Exercise tasks >>
1) Decide whether each statement below agrees with the West Nile Virus passage. For each, answer yes or no and quote the words of the passage that settle it. (a) Human cases had been reported in 47 states. (b) No vaccine exists for horses. (c) Infected pets have been shown to pass the virus to humans through bites.
2) Extend the West Nile Virus passage past its final sentence.

Passage >>
-----

According to the CDC (Centers for Disease Control and Prevention), this year, 2012, will be the worst for infections of West Nile Virus. A total of 47 states have reported 1118 human cases. Mosquitoes transmit the disease through their bites to both humans and animals.
The mayor of Dallas, Texas has declared a state of emergency and instituted aerial spraying of mosquitoes. There have been 5 equine West Nile Virus reports in Colorado. There is a vaccine available for horses. Consult with your veterinarian about using the vaccine and treatment if the virus is already present in your horse.
Dogs and cats can be infected with the virus, but there is no evidence of transmission to humans through infected pets, even with dog or cat bites.

-----

Source data >>
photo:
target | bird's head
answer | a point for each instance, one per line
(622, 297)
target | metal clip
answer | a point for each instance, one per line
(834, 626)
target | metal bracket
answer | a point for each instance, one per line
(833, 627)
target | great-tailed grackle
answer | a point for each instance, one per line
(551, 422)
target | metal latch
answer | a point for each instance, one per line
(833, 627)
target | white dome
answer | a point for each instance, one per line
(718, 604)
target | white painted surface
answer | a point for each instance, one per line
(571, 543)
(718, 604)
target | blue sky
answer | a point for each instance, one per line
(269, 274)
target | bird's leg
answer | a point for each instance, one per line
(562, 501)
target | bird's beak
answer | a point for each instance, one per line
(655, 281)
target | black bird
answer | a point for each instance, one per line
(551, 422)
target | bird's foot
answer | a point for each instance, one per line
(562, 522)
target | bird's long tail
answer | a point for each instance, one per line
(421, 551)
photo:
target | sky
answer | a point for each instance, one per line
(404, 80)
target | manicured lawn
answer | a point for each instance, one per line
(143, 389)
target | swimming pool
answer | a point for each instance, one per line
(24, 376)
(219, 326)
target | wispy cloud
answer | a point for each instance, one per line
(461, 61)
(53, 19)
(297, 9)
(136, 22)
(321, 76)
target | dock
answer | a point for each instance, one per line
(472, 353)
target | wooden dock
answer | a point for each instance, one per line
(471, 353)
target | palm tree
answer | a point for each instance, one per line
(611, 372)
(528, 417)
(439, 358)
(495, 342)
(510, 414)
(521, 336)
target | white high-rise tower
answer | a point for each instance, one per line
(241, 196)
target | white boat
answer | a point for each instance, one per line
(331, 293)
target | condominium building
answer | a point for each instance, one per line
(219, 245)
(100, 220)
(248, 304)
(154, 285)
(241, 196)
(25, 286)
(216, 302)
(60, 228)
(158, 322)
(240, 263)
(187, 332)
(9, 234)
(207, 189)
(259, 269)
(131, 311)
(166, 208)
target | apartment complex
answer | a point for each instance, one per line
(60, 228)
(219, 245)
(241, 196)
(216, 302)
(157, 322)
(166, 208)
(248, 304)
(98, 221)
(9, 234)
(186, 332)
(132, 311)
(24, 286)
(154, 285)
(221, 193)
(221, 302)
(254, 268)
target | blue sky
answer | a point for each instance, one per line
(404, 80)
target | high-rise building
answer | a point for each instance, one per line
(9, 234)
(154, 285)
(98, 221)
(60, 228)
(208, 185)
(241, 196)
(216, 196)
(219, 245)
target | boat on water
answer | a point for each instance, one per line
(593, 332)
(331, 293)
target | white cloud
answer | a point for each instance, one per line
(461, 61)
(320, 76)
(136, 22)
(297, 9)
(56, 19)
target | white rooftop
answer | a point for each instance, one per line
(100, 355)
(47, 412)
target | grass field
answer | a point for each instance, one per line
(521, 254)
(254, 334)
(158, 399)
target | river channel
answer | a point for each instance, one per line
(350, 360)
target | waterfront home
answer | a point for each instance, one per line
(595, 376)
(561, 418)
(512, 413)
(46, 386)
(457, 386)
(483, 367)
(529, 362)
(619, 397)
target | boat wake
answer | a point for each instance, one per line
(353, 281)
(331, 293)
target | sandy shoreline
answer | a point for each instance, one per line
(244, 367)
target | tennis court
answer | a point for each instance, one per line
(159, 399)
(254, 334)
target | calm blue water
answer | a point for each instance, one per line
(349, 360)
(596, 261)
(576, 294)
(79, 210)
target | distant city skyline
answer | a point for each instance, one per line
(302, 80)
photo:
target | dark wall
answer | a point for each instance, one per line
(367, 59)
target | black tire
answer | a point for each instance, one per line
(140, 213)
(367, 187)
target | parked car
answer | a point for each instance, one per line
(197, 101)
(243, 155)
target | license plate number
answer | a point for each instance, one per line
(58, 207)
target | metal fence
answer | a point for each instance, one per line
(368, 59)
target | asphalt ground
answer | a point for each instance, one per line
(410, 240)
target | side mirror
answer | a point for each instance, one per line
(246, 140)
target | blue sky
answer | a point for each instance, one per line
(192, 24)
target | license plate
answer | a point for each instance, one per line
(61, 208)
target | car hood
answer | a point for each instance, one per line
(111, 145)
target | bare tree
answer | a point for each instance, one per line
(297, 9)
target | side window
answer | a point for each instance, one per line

-----

Results of the tasks >>
1)
(a) Yes: "A total of 47 states have reported 1118 human cases."
(b) No: "There is a vaccine available for horses."
(c) No: "there is no evidence of transmission to humans through infected pets, even with dog or cat bites."

2)
Most mosquitoes are active from dusk to dawn, so try to avoid being outdoors at those times. Avoid areas that are wooded, bushy, have standing water. Clear any standing water from your property. Dress appropriately when outdoors in the dusk to dawn times, cover up as much as possible. Use an insect repellent as directed on exposed body parts. DO NOT use insect repellents for humans on your pets. Ask your vet which products are safe to use for your cat or dog.
Make your house as mosquito-proof as possible by mending or replacing any broken screens, keeping doors closed and windows closed where possible.
Hopefully, by following a sensible routine, the number of cases will be cut down.